The exercise :: Render each line of the items below as a JSON list of strings, one string per line, with blank lines and the pictures left out.

Records to use ::

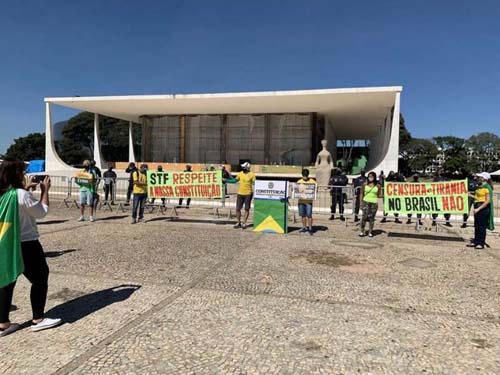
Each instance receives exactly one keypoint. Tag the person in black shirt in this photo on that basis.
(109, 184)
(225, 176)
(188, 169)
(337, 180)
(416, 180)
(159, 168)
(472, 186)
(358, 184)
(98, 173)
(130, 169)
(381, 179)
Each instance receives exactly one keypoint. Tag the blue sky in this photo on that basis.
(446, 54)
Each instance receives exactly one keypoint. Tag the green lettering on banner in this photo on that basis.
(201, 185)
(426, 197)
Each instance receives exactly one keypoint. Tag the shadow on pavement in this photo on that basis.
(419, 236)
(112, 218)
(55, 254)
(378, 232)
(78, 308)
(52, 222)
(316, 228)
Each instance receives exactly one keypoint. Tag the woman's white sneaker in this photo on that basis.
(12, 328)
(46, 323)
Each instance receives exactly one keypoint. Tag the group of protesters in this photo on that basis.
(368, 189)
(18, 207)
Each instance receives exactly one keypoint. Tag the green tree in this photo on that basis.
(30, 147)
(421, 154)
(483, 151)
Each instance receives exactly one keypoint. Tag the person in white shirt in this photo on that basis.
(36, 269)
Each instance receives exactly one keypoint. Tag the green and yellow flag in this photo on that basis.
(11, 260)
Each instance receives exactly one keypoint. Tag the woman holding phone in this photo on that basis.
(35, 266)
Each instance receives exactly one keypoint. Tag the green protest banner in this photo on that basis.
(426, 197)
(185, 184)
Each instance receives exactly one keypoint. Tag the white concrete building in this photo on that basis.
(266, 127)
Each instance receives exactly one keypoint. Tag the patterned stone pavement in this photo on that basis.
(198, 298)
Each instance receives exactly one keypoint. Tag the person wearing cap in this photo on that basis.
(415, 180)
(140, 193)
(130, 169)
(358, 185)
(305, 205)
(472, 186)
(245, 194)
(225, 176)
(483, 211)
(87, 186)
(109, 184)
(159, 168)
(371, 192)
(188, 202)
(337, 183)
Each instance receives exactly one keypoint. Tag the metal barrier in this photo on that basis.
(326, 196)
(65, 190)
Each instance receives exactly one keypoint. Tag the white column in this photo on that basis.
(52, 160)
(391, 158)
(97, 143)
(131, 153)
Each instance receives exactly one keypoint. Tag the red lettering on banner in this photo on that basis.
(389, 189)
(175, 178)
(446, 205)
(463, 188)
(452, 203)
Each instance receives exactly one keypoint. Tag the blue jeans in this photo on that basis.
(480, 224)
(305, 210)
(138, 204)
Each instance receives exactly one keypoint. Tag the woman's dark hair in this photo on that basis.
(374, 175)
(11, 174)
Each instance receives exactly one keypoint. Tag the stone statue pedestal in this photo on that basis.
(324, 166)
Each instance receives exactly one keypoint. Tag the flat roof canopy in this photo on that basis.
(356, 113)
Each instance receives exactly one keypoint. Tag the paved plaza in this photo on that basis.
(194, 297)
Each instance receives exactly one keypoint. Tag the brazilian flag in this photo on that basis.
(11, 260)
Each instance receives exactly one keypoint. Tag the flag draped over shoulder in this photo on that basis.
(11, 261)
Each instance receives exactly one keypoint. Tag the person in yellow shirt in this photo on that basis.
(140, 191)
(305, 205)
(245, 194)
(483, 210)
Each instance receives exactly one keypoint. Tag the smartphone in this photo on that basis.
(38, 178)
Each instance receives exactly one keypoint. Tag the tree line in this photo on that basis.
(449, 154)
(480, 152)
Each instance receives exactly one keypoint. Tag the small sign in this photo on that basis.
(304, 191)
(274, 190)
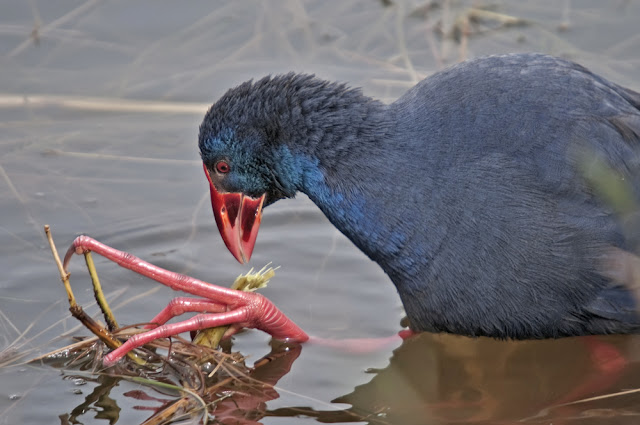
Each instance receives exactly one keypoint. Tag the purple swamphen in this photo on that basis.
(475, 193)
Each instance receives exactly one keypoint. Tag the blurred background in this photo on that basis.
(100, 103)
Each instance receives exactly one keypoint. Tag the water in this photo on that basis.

Written answer ::
[
  "Each instance receives exactly one keypoint. Tag the person in black shirt in this photo on that basis.",
  "(109, 184)",
  "(225, 176)",
  "(188, 169)",
  "(337, 180)",
  "(416, 180)",
  "(159, 168)",
  "(472, 186)",
  "(358, 184)",
  "(98, 173)",
  "(130, 169)",
  "(381, 179)",
  "Each instance receives exactly one keypoint. Tag the blue sky in this photo on that basis.",
  "(446, 54)",
  "Each instance receives exactly one keypoint. Tag the green lettering on banner in this photo on that basis.",
  "(201, 185)",
  "(426, 197)",
  "Each instance receives exactly one keypoint. Tag the shadow on pavement in this photo on that basis.",
  "(419, 236)",
  "(112, 218)",
  "(55, 254)",
  "(378, 232)",
  "(78, 308)",
  "(52, 222)",
  "(316, 228)",
  "Each instance receives exactly one keypoint. Tag the woman's white sneaker in this photo on that basis.",
  "(12, 328)",
  "(46, 323)",
  "Each instance receives exactly one keypoint. Tag the group of protesters in this photo on that basis.",
  "(368, 189)",
  "(18, 207)",
  "Each instance receives exactly one keypoint. Tag the green tree in this photo on that basis.",
  "(30, 147)",
  "(421, 154)",
  "(483, 151)",
  "Each instance receives exactly one keypoint. Tag the person in white shirt in this photo on that basis.",
  "(36, 269)",
  "Each instance receives exactly one keypoint. Tag the green and yellow flag in this photo on that basis.",
  "(11, 260)",
  "Each instance receives exactly one keypoint. Tag the woman holding phone in this photo on that basis.",
  "(35, 266)",
  "Each instance receives exactly one keypoint. Tag the green protest banner in this photo on that basis.",
  "(426, 197)",
  "(185, 184)",
  "Each instance receives exactly one keypoint. Tag the white concrete building in this photo on that basis.",
  "(266, 127)",
  "Each instance receives exactly one keypoint. Tag the patterned stone pavement in this photo on that basis.",
  "(198, 298)",
  "Each instance receives exactly one keypoint. Tag the person wearing cap in this photo on that basis.",
  "(415, 180)",
  "(140, 193)",
  "(130, 169)",
  "(358, 185)",
  "(305, 205)",
  "(472, 186)",
  "(245, 194)",
  "(225, 176)",
  "(483, 211)",
  "(87, 186)",
  "(109, 184)",
  "(159, 168)",
  "(371, 192)",
  "(188, 202)",
  "(337, 183)",
  "Each instance receives exactly one keypoint. Tag the metal barrier in this photo on that basis.",
  "(326, 196)",
  "(65, 190)",
  "Each instance receives exactly one keypoint. Tag the white column in this photo on that basis.",
  "(52, 160)",
  "(391, 158)",
  "(97, 143)",
  "(131, 153)",
  "Each instance receives exactly one keypoint. Tag the red lettering on banner in this photo on that basis.",
  "(389, 189)",
  "(175, 178)",
  "(446, 205)",
  "(463, 188)",
  "(452, 203)",
  "Each instance receives exactly one keypoint. Tag the blue jeans in this photo on that basis.",
  "(480, 224)",
  "(305, 210)",
  "(138, 204)",
  "Each instance receives exactly one keypoint. Tag the woman's dark hair in this photo on that basis.",
  "(374, 175)",
  "(11, 174)",
  "Each instance receives exactly one keypoint. Tag the stone statue pedestal in this photo on that basis.",
  "(324, 166)",
  "Each instance receives exactly one keypoint. Tag the flat roof canopy in this photo on that basis.",
  "(356, 113)",
  "Each instance receives exactly one keypoint. Tag the paved plaza in this photo on that basis.",
  "(194, 297)",
  "Each instance receives exactly one keypoint. Tag the brazilian flag in this photo on that basis.",
  "(11, 260)",
  "Each instance receives exactly one keypoint. Tag the flag draped over shoulder in this photo on that basis.",
  "(11, 261)",
  "Each instance receives exactly one keypoint. Tag the person in yellow shirt in this photo on that basis.",
  "(140, 191)",
  "(305, 205)",
  "(245, 194)",
  "(483, 210)",
  "Each instance receives exactly one keypoint. Tag the smartphone in this photo on that basis.",
  "(38, 178)",
  "Each instance receives exactly one keypoint. Tag the tree line in this photo on that basis.",
  "(449, 154)",
  "(480, 152)",
  "Each instance receives exactly one keypoint. Tag the small sign in this photo on that basis.",
  "(304, 191)",
  "(274, 190)",
  "Each instance receives exactly one keypoint. Tag the purple swamphen in this photo on that basis.",
  "(475, 193)",
  "Each instance receives exactly one keypoint. Tag the blurred background in this photo on that basis.",
  "(100, 103)",
  "Each instance receives exactly one keypoint. Tag the water in this photo on that basis."
]